§ Provided passage
────────────────────────────────────────
Modeling of clinical trial data
In the clinical trial setting, Bayesian instruments based on the INLA approach can be applied as decision support to pre-specify a suitable final model for sensitivity analyses. Provided that adequate pilot data exist, an appropriate modeling strategy is developed using prior information obtained from a trial in an earlier phase. Sensitivity analyses are important to investigate the effects of deviations from a statistical model and its underlying assumptions. Furthermore, it is necessary to assess in what way the (posterior) inference depends on extreme observations and on unverifiable model assumptions. Altogether, situation-specific robustness of the proposed analyses must be checked carefully.
────────────────────────────────────────
§ Provided records
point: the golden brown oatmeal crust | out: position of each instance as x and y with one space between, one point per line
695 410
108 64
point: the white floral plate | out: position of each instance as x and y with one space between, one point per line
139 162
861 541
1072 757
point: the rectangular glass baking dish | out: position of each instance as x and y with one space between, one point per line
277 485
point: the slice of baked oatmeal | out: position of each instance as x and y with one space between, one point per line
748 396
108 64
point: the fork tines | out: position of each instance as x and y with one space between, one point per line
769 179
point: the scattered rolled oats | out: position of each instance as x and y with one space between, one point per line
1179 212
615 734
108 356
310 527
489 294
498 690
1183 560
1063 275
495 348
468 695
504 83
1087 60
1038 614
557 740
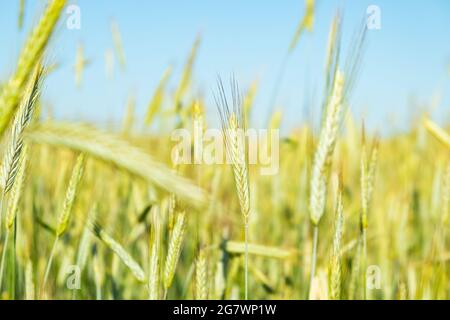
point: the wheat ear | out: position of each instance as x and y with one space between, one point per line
322 162
31 52
335 263
119 152
155 247
233 128
117 248
22 120
64 217
201 276
174 251
71 193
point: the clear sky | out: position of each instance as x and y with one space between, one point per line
406 65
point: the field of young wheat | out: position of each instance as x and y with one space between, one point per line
95 213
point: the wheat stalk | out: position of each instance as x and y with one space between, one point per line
71 193
174 251
22 120
201 276
112 149
186 76
335 263
155 247
64 217
117 248
322 162
15 195
29 56
29 281
233 128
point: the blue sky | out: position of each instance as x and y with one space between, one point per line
405 66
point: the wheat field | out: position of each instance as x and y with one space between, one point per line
90 212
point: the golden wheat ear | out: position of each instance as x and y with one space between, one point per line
31 53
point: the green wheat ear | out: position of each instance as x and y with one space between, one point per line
71 193
29 56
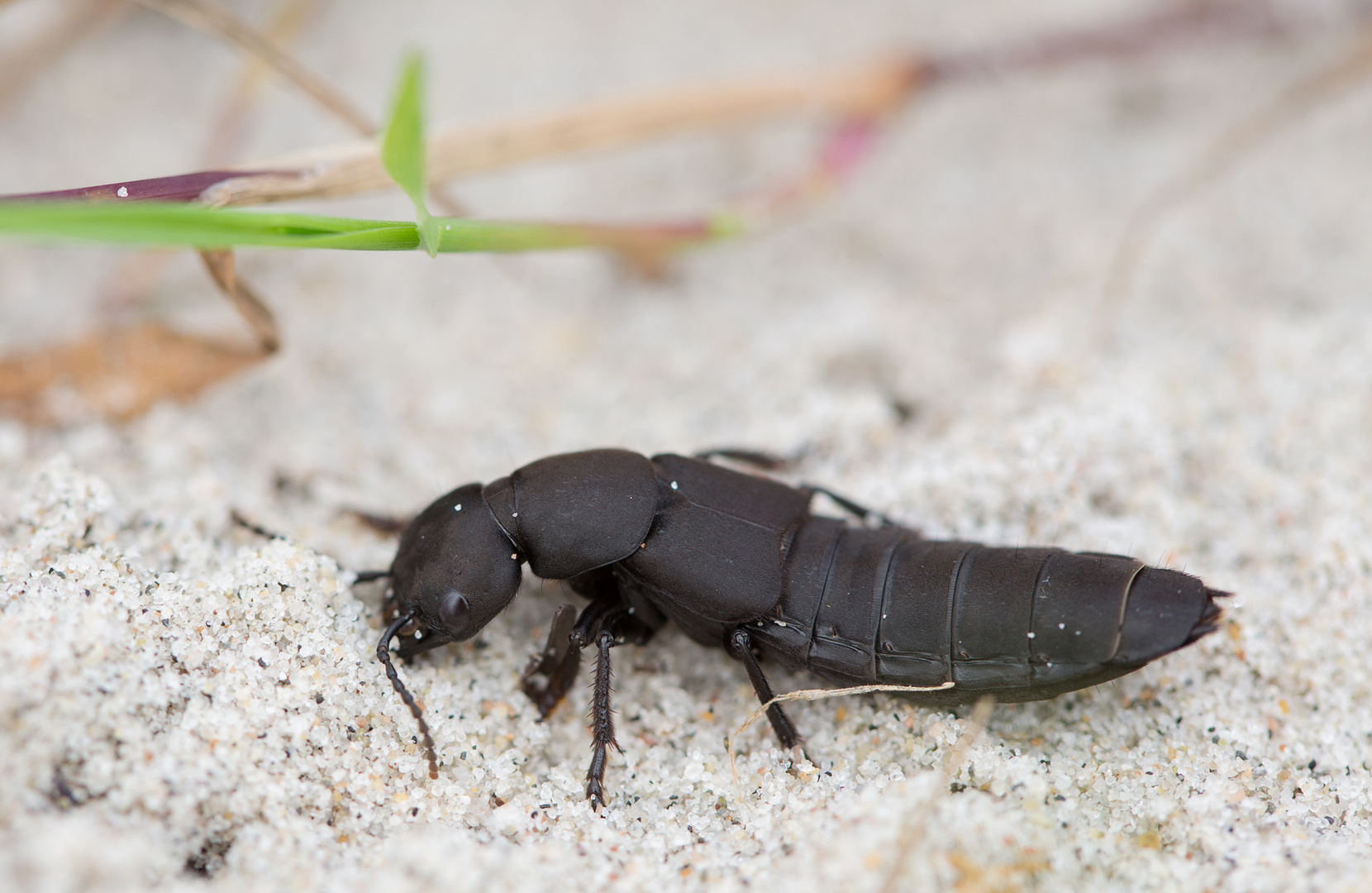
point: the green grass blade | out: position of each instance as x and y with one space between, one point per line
403 147
185 225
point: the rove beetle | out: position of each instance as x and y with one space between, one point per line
738 561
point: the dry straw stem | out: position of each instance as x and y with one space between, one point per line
817 695
1242 137
865 91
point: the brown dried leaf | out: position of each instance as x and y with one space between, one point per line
116 375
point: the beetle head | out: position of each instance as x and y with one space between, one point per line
453 572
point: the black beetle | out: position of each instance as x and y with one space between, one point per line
738 561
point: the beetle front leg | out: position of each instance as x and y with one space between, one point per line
740 647
559 663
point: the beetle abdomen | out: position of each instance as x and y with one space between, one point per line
883 605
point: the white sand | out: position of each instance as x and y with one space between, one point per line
177 691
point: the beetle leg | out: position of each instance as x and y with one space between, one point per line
557 663
860 512
603 720
741 647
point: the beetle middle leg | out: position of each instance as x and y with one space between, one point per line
740 647
607 624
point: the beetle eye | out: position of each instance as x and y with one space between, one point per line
451 612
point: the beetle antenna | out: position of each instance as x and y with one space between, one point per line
383 653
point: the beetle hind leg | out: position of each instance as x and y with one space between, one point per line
740 647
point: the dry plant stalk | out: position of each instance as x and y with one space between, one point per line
817 695
912 829
858 96
1303 98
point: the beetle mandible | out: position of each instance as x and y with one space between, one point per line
738 561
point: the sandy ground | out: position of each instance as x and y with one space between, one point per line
185 705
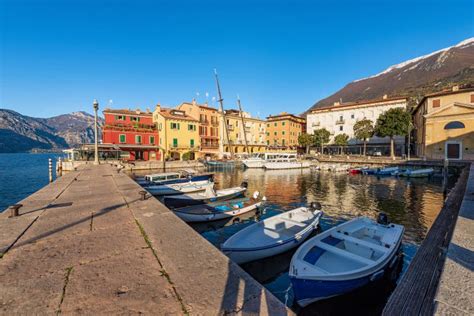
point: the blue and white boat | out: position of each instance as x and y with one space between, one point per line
273 235
344 258
205 197
218 210
388 171
172 178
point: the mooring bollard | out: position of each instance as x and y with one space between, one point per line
14 210
50 168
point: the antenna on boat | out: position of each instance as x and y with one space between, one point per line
221 104
243 124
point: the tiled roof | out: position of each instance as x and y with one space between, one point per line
357 103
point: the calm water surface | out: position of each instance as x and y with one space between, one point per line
21 175
413 203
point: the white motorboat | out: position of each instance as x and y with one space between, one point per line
205 197
218 210
179 188
273 235
344 258
285 161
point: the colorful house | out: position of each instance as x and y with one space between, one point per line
132 133
179 135
444 125
210 129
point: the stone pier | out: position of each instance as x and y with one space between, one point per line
88 244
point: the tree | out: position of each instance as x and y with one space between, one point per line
341 140
363 130
305 140
393 123
321 137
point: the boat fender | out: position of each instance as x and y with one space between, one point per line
377 275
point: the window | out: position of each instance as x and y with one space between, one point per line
454 125
175 126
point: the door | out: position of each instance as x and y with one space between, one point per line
453 151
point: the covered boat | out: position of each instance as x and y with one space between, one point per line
273 235
179 188
344 258
416 173
218 210
205 197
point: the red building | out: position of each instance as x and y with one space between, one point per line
131 132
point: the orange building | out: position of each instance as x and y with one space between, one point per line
283 130
209 120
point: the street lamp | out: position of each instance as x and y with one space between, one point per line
96 145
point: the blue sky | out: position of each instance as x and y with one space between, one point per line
57 56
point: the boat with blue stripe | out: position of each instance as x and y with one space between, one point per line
344 258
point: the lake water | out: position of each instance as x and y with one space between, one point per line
414 203
21 175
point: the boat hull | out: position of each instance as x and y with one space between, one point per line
243 256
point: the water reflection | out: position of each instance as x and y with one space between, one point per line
413 203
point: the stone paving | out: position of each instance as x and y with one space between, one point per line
87 244
455 295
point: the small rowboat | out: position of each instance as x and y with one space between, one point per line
344 258
386 171
418 173
273 235
206 197
218 210
179 188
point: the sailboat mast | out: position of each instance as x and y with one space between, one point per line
243 125
221 104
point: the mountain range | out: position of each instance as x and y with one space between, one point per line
20 133
413 78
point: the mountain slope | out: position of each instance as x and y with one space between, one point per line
20 133
413 78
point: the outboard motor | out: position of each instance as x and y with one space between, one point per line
382 219
315 206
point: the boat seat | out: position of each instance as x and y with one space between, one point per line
344 253
360 242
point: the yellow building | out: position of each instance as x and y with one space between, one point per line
249 134
283 130
178 133
444 125
209 127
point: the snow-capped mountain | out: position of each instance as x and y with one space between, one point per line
413 78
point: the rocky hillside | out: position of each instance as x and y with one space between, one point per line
20 133
413 78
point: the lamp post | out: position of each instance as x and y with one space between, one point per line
96 145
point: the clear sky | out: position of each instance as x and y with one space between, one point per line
57 56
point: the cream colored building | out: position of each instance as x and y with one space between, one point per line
444 125
245 137
178 133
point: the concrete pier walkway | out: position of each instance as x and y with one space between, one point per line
────────────────────────────────────────
§ Exercise aim
Why, according to the passage on modeling clinical trial data, are sensitivity analyses important? Answer in one to three sentences. The data have no role in this exercise.

§ Your solution
Sensitivity analyses are important because they investigate the effects of deviations from a statistical model and its underlying assumptions.